GIVEN TASK ->
Transcribe the passage about Jewish women who resisted the Nazis in full, keeping every word and punctuation mark unchanged.

EXTRACTED TEXT ->
****************************************
Inspired by the courage of Jewish women who defied the Nazis, Judy Batalion has transformed their testimony and memoirs into a powerful, heart-wrenching and enthralling narrative that probes acts of resistance during the Holocaust and rewrites women into the central acts of heroism.

Batalion, a grandchild of Holocaust survivors, grew up learning about the partisan and poet Hannah Senesh who returned from Israel to aid Jews in Nazi-occupied Hungary. Batalion uncovered dozens of other intrepid women who dared to fight to save their fellow Jews. Steven Spielberg optioned movie rights several years ago.

Batalion focuses particularly on kashariyot (connectors), a word derived from the Hebrew kesher or connection). These were young female couriers who covertly delivered newspapers (hidden in their braids) or a gun (baked inside of bread) to empower Jewish resistance movements. Resistance also involved openly fighting with and killing Nazis. Their risk-taking often emerged from networks of mutual support that pre-date the war, notably youth groups such as Freedom (Dror) and Young Guard (Hashomer Hatzair).

Building on 30 years of academic scholarship, “The Light of Days: The Untold Story of Women Resistance Fighters in Hitler’s Ghettos” brings to life over two dozen ferocious Jewish women among the more than 100 who fought in the Warsaw and Bedzin Ghetto Uprisings and among the over 3,000 Jewish women in the partisans.
****************************************
DATA SECTION ->
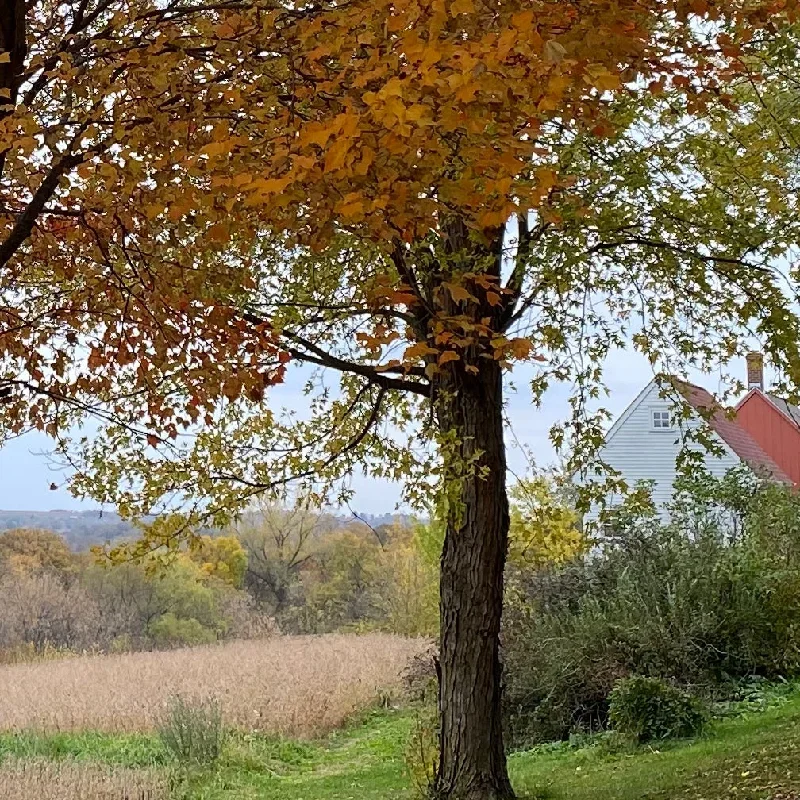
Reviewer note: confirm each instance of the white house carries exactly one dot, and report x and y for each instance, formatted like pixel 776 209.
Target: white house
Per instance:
pixel 645 441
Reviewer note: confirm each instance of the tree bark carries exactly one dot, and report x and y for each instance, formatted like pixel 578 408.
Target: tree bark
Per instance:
pixel 472 762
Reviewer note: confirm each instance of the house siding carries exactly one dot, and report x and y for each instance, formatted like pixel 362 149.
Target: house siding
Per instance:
pixel 777 436
pixel 640 452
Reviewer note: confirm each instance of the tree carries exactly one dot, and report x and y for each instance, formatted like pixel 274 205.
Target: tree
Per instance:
pixel 413 195
pixel 35 549
pixel 220 557
pixel 278 542
pixel 544 527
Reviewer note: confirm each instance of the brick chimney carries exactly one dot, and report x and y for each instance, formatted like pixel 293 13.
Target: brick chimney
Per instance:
pixel 755 371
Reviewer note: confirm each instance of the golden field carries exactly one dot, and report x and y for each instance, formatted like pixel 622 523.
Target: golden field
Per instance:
pixel 50 780
pixel 300 686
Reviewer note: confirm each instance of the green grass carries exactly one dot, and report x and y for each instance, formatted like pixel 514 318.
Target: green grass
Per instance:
pixel 750 757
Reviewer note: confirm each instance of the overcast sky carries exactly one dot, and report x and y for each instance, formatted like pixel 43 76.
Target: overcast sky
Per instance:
pixel 26 472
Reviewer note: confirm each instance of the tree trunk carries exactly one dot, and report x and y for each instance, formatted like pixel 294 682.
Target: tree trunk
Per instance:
pixel 472 758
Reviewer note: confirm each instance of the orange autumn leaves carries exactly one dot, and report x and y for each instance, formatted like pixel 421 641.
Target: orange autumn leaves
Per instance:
pixel 386 114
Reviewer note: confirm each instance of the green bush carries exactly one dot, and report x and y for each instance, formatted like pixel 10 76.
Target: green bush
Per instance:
pixel 171 631
pixel 644 709
pixel 192 731
pixel 707 601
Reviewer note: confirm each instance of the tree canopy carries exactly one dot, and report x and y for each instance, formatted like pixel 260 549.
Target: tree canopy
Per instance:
pixel 414 194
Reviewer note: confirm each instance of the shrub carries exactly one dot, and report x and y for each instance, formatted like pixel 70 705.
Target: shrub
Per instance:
pixel 422 751
pixel 171 631
pixel 644 709
pixel 191 731
pixel 698 602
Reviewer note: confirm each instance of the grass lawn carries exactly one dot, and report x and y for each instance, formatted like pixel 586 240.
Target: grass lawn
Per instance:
pixel 748 758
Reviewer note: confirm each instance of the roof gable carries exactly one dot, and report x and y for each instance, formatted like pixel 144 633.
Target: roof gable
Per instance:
pixel 733 434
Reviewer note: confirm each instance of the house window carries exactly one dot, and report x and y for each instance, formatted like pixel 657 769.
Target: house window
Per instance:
pixel 661 420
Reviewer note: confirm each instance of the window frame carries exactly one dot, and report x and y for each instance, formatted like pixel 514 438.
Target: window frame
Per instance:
pixel 662 413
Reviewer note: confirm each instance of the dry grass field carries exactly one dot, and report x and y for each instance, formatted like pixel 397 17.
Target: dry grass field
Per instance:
pixel 300 686
pixel 50 780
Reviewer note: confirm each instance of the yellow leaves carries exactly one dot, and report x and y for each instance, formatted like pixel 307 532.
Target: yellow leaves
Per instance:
pixel 215 149
pixel 352 207
pixel 336 155
pixel 462 7
pixel 418 350
pixel 599 76
pixel 264 188
pixel 546 179
pixel 459 293
pixel 523 20
pixel 220 232
pixel 554 52
pixel 315 133
pixel 448 355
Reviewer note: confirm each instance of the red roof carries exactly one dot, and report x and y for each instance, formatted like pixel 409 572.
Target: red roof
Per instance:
pixel 733 434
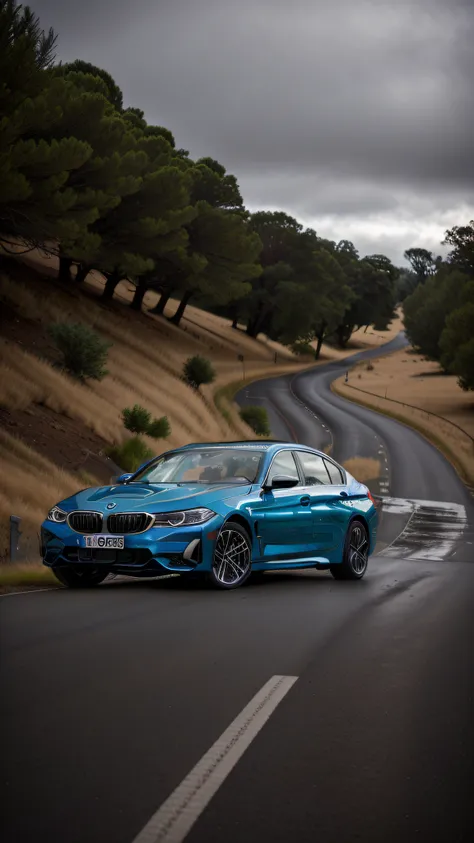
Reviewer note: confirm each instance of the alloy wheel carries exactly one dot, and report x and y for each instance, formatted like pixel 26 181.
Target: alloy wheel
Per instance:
pixel 358 549
pixel 232 558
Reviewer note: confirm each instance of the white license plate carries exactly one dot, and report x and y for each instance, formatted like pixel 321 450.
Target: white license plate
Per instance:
pixel 115 542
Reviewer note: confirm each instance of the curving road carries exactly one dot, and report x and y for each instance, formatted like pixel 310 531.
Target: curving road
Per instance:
pixel 343 711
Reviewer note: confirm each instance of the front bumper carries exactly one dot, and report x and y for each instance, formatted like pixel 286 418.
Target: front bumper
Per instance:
pixel 158 550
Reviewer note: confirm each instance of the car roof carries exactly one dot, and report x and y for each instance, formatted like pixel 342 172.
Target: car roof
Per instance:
pixel 260 444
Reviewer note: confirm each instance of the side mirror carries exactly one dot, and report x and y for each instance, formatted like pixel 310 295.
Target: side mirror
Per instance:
pixel 122 478
pixel 281 481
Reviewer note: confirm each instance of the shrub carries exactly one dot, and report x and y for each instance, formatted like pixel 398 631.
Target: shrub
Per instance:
pixel 302 347
pixel 197 370
pixel 136 419
pixel 159 428
pixel 257 419
pixel 131 454
pixel 84 352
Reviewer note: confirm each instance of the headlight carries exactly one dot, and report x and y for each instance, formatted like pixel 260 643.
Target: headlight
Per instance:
pixel 183 518
pixel 57 515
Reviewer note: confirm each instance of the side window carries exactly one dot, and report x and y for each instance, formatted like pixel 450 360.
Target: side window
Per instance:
pixel 284 463
pixel 314 469
pixel 335 473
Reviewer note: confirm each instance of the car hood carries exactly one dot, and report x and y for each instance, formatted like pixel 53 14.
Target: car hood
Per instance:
pixel 161 497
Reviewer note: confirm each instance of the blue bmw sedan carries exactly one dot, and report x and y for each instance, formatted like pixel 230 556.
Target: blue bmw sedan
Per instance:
pixel 220 509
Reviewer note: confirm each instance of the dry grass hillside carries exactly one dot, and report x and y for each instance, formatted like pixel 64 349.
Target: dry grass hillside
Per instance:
pixel 409 378
pixel 56 430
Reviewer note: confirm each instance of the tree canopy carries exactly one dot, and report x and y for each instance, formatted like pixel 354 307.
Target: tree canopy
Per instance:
pixel 85 177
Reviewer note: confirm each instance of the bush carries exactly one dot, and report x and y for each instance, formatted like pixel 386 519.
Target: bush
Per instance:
pixel 257 419
pixel 197 370
pixel 159 428
pixel 131 454
pixel 301 348
pixel 84 352
pixel 136 419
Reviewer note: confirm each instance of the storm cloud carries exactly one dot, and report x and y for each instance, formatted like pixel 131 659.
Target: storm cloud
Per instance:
pixel 355 116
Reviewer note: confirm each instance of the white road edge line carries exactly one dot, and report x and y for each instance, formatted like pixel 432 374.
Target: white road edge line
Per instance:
pixel 172 822
pixel 29 591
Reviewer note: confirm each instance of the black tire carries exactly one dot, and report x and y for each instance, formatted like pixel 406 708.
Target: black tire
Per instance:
pixel 231 572
pixel 80 577
pixel 355 555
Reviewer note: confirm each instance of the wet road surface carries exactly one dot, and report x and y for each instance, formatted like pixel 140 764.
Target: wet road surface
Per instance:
pixel 110 697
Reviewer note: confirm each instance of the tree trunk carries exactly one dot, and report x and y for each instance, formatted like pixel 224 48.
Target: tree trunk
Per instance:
pixel 141 288
pixel 159 308
pixel 320 339
pixel 64 269
pixel 254 326
pixel 320 336
pixel 113 280
pixel 82 273
pixel 344 333
pixel 176 318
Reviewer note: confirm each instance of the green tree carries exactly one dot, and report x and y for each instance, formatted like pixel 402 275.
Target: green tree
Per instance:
pixel 422 262
pixel 461 238
pixel 148 224
pixel 83 351
pixel 221 251
pixel 36 202
pixel 112 90
pixel 426 310
pixel 112 171
pixel 371 281
pixel 26 51
pixel 198 370
pixel 457 339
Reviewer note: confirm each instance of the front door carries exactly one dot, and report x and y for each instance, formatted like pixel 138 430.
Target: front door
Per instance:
pixel 284 515
pixel 328 505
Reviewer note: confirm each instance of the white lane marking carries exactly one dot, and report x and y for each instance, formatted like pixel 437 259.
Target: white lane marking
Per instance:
pixel 432 530
pixel 29 591
pixel 175 818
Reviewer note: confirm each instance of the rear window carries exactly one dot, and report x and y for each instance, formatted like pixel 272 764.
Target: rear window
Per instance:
pixel 335 473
****************************************
WRITTEN ANSWER ->
Inspired by the courage of Jewish women who defied the Nazis, Judy Batalion has transformed their testimony and memoirs into a powerful, heart-wrenching and enthralling narrative that probes acts of resistance during the Holocaust and rewrites women into the central acts of heroism.

Batalion, a grandchild of Holocaust survivors, grew up learning about the partisan and poet Hannah Senesh who returned from Israel to aid Jews in Nazi-occupied Hungary. Batalion uncovered dozens of other intrepid women who dared to fight to save their fellow Jews. Steven Spielberg optioned movie rights several years ago.

Batalion focuses particularly on kashariyot (connectors), a word derived from the Hebrew kesher or connection). These were young female couriers who covertly delivered newspapers (hidden in their braids) or a gun (baked inside of bread) to empower Jewish resistance movements. Resistance also involved openly fighting with and killing Nazis. Their risk-taking often emerged from networks of mutual support that pre-date the war, notably youth groups such as Freedom (Dror) and Young Guard (Hashomer Hatzair).

Building on 30 years of academic scholarship, “The Light of Days: The Untold Story of Women Resistance Fighters in Hitler’s Ghettos” brings to life over two dozen ferocious Jewish women among the more than 100 who fought in the Warsaw and Bedzin Ghetto Uprisings and among the over 3,000 Jewish women in the partisans.